*EXTRACT*.

↓↓↓

LLMs as Judges: Surveying the Evaluation Landscape

Alongside my work on synthetic data generation, I have been developing a survey on a topic that is becoming increasingly central to NLP research: using large language models as evaluators, critics, and judges.

The Evaluation Problem

As language models get better at generating text, evaluating that text becomes harder. Traditional metrics like BLEU, ROUGE, and perplexity capture surface-level properties but miss deeper qualities like coherence, creativity, and factual accuracy. Human evaluation is the gold standard but does not scale – you cannot have humans read and score three million fables.

This is where LLM-based evaluation comes in. The idea is straightforward: use a capable language model to assess the output of another model, following a rubric or set of criteria. The approach has been shown to correlate well with human judgments in many settings, but it also introduces new challenges.

What the Survey Covers

The survey I am writing spans several strands of this rapidly growing field:

Pointwise evaluation: Models score individual outputs on absolute scales (e.g., “rate this translation from 1 to 5 on fluency”). This is the approach I use in TinyFabulist, and it works well when you have clear, dimensional rubrics.

Pairwise comparison: Models choose which of two outputs is better. This avoids the calibration problem of absolute scores but introduces position bias – the output presented first tends to be preferred.

Critique and feedback: Models provide natural language explanations of strengths and weaknesses. This is useful for iterative refinement but harder to aggregate quantitatively.

Preference modeling: Using human preference data to train models that predict which outputs humans would prefer. This connects to RLHF and constitutional AI, but the survey focuses on the evaluation applications.

↑↑↑

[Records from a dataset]
↓↓↓

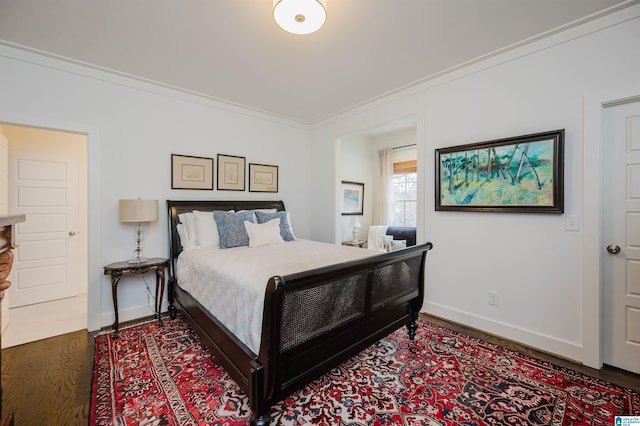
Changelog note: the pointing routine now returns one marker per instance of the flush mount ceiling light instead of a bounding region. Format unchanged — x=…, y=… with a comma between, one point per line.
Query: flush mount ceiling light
x=300, y=16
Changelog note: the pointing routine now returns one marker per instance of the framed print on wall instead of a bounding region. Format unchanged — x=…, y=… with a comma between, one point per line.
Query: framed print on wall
x=523, y=174
x=231, y=172
x=263, y=178
x=189, y=172
x=352, y=198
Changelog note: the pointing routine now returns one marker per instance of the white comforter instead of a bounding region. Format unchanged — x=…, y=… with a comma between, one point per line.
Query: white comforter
x=231, y=283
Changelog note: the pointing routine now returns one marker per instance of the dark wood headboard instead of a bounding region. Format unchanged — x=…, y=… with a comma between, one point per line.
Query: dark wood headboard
x=177, y=207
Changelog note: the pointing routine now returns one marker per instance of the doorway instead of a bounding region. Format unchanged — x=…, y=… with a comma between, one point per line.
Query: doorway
x=48, y=182
x=357, y=162
x=621, y=236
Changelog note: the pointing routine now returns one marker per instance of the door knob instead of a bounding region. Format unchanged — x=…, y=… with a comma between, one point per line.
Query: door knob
x=613, y=248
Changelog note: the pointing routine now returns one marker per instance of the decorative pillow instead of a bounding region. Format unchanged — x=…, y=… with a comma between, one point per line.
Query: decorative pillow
x=285, y=229
x=206, y=230
x=231, y=228
x=264, y=234
x=189, y=241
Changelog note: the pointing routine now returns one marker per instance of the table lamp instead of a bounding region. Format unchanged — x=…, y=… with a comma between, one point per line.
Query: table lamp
x=138, y=211
x=355, y=224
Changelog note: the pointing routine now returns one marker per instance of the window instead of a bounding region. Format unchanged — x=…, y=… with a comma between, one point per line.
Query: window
x=405, y=193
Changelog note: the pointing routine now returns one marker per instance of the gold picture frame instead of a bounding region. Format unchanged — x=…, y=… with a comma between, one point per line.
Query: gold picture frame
x=188, y=172
x=231, y=172
x=263, y=178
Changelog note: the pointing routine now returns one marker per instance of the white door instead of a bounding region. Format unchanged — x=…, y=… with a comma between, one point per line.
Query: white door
x=4, y=209
x=44, y=187
x=621, y=233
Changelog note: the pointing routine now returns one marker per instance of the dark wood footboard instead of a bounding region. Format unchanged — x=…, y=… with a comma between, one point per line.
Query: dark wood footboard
x=315, y=320
x=312, y=320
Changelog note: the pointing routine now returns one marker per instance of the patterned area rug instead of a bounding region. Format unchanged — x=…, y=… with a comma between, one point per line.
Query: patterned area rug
x=164, y=376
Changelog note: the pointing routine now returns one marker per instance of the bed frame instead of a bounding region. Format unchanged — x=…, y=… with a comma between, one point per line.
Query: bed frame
x=312, y=321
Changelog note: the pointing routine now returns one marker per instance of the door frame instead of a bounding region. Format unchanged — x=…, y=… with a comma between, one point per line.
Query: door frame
x=94, y=204
x=592, y=219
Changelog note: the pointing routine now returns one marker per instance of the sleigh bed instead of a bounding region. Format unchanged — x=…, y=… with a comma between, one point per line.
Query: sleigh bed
x=311, y=320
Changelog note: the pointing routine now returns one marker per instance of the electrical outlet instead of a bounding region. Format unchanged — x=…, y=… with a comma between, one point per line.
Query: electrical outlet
x=494, y=298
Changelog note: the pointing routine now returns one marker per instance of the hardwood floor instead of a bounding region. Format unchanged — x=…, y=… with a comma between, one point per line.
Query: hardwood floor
x=608, y=373
x=48, y=382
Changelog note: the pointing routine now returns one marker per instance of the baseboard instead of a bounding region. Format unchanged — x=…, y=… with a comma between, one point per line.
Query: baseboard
x=526, y=338
x=135, y=313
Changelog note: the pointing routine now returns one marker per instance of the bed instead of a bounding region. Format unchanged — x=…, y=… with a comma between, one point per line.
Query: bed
x=303, y=333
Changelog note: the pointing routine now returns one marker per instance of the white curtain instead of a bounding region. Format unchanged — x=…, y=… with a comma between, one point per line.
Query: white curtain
x=382, y=212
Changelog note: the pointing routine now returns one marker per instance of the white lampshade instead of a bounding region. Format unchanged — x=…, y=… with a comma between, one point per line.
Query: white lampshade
x=138, y=210
x=300, y=16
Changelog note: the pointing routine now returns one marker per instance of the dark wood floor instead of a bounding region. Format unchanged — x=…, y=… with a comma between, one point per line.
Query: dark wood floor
x=49, y=382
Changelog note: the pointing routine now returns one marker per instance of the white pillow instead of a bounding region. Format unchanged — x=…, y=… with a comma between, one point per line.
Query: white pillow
x=189, y=242
x=263, y=234
x=255, y=220
x=206, y=230
x=290, y=226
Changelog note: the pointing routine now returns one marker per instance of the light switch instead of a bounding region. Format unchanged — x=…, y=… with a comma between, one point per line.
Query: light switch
x=572, y=223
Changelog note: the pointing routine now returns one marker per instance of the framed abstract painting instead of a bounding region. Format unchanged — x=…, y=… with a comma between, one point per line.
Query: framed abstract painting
x=352, y=198
x=523, y=174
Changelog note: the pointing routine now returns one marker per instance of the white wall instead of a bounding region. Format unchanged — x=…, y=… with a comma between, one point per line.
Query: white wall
x=531, y=260
x=133, y=128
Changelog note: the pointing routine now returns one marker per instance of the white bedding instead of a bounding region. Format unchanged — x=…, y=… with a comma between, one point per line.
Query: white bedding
x=231, y=283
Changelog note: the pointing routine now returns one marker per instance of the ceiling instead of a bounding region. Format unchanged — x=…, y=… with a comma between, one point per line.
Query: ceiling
x=232, y=50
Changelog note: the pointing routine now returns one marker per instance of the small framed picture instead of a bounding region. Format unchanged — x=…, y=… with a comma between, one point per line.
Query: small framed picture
x=189, y=172
x=231, y=170
x=352, y=198
x=263, y=178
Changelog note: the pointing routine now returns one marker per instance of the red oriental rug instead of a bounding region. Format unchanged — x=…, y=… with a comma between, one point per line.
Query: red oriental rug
x=155, y=375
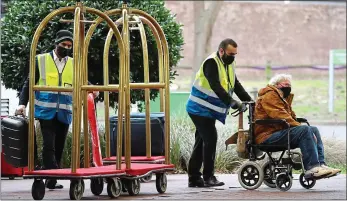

↑↑↑

*TASK SET*.
1/ According to the survey extract on LLMs as judges, what bias does pairwise comparison introduce?
2/ Continue the survey extract on LLMs as judges from where it stops.

*ANSWERS PROVIDED*.
1/ Position bias: the output presented first tends to be preferred.

2/
Known Biases and Mitigations

One theme that runs through the literature is that LLM judges are not neutral. They have systematic biases:

Position bias: Preferring the first or last option in a comparison
Length bias: Favoring longer outputs regardless of quality
Self-preference: Models tend to rate their own outputs more favorably
Family preference: Models may prefer outputs from architecturally similar models

The most promising mitigation strategies involve using panels of diverse judges rather than a single model. If the judges come from different model families, their biases are less likely to be correlated, and aggregation (majority vote or mean score) reduces individual bias.

Connection to My Work

This survey is not purely academic for me. The evaluation framework in TinyFabulist relies directly on LLM-based judging, and I am actively experimenting with multi-judge panels. Understanding the strengths and limitations of these approaches is essential for the credibility of my evaluation results.

The survey is still in progress – I am targeting a journal submission once the coverage is comprehensive enough. I will share more when there is a public version available.